Collected data:
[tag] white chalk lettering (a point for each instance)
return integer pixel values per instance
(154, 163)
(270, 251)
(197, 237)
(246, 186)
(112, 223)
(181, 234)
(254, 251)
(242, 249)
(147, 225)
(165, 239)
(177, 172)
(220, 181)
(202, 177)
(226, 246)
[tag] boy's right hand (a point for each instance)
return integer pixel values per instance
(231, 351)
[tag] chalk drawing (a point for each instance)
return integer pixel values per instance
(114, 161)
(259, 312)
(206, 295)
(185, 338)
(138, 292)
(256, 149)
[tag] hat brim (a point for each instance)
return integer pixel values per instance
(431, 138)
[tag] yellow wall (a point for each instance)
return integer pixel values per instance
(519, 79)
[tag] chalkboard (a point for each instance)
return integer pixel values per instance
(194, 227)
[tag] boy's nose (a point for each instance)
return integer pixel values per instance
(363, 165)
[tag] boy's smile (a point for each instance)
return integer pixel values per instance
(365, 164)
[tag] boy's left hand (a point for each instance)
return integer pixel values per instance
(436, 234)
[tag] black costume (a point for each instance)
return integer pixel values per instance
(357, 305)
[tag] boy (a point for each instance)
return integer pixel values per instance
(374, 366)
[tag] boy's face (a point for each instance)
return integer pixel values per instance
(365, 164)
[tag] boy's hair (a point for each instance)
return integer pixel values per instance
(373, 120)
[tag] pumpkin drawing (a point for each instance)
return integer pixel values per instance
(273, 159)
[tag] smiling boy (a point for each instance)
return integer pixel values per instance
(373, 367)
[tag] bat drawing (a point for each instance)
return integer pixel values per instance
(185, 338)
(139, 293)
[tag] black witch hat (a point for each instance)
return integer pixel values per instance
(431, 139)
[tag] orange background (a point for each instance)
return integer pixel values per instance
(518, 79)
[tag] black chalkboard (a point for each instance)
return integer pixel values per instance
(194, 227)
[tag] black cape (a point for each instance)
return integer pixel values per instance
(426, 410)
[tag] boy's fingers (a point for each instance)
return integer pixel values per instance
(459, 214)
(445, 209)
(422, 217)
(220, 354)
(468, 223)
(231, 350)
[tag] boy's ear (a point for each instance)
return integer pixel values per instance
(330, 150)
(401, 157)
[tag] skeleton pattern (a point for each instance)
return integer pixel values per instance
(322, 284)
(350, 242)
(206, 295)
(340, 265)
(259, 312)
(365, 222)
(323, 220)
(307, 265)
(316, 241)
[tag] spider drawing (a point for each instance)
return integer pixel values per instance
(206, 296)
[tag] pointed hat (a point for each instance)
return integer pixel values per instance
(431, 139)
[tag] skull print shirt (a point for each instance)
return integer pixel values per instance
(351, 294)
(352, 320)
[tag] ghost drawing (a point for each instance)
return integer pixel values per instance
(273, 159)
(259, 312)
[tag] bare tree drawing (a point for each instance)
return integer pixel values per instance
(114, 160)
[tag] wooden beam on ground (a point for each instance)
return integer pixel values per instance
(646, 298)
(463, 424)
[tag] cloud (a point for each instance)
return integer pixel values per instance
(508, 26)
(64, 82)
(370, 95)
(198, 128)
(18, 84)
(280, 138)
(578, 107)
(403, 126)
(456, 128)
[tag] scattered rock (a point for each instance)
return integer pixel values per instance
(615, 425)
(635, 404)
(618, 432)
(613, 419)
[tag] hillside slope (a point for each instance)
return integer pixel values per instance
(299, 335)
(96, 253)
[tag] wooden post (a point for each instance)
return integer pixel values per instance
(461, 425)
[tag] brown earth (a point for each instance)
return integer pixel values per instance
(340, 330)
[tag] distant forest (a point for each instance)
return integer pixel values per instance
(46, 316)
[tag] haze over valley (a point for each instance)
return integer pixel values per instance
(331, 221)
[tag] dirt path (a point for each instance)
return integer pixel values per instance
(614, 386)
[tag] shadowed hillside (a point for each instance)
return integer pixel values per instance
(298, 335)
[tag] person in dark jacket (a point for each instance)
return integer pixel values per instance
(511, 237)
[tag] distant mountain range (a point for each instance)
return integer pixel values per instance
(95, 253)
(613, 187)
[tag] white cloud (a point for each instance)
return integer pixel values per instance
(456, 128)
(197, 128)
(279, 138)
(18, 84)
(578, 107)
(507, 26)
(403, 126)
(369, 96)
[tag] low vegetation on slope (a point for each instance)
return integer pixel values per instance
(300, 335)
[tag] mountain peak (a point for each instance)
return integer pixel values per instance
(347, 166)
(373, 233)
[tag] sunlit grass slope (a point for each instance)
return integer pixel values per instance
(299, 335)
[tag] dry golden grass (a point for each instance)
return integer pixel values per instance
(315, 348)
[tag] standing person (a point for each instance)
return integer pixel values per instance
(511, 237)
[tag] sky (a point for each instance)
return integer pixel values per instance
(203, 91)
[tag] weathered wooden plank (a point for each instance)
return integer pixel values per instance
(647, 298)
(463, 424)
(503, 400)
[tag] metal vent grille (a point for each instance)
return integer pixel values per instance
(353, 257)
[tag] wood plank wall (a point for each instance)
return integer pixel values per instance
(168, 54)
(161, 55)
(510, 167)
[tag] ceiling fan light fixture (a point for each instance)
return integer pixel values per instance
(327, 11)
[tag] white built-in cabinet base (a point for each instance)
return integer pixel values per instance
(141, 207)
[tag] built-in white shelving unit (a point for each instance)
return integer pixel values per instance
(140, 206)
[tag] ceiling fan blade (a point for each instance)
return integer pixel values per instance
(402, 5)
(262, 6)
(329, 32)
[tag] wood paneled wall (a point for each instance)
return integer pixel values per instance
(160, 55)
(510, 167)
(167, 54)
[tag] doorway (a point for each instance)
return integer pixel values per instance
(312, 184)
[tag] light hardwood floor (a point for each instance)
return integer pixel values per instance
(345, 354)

→ EXERCISE AIM: Only a number is wanted here: how many lines of the records above hold the word "hillside".

→ ANSWER AREA: 2